* Activity *
Write out, word for word, the part of the flooded-kitchen story that opens with the words "The sink was" and closes with "our entire neighborhood.".

== Text provided ==

The sink was completely full, the counters were flooded, and there was enough water on my kitchen floor to have a current. I waded through the water and managed to turn the faucet off, while frantically thinking of a plan for damage control. Meanwhile, Lincoln, naked as a jaybird, ignored my distress and sprinted to the window to wave to the garbage truck he just heard driving down our street.

For anyone not picturing this accurately, *this* is how my naked 3-year-old was greeting our entire neighborhood.


Suddenly, the flooded kitchen wasn't my biggest problem. So, there's that.

I yanked our little streaker off the back of the couch, closed the curtain, and wrangled him into a diaper. None of which are easy tasks with two good hands, so I was struggling pretty hard one handed. There was no time to think of actual clothing, so I cut my losses and let the wild animal run free in nothing but a diaper.

Knowing that I still had to deal with the kitchen, I told Lincoln to head upstairs with me to grab some towels. While up there, he reminded me that he had yet to receive his bribe treat for pooping on the potty. It's usually a handful of mini m&m's, but he knows that we have a couple of drums sitting out in our guest bedroom and asked if he could play the drums instead. Figuring he would need less supervision and had a much lower chance of choking while I would be trying to dry up an ocean on our first floor, I agreed.

Once downstairs and able to consider my options, it was easy to see that I didn't have many. Our hot water is really hot. Like, fires of Mordor hot. I had a sink full to the actual brim of Hell fire hot water, and a river of sudsy water all the way to the dining room. And I have one good hand. And my 3 year old is upstairs beating on the drums as though he's auditioning for Blue Man Group.

===
== Source information ==

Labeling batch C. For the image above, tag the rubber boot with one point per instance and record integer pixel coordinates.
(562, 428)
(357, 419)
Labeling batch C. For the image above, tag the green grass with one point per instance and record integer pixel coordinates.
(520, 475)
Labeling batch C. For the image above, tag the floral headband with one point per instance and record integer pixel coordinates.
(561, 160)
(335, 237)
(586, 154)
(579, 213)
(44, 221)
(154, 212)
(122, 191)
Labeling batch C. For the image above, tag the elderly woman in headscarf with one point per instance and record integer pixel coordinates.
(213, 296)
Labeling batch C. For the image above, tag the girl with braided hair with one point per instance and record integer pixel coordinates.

===

* Answer to the exercise *
The sink was completely full, the counters were flooded, and there was enough water on my kitchen floor to have a current. I waded through the water and managed to turn the faucet off, while frantically thinking of a plan for damage control. Meanwhile, Lincoln, naked as a jaybird, ignored my distress and sprinted to the window to wave to the garbage truck he just heard driving down our street.

For anyone not picturing this accurately, *this* is how my naked 3-year-old was greeting our entire neighborhood.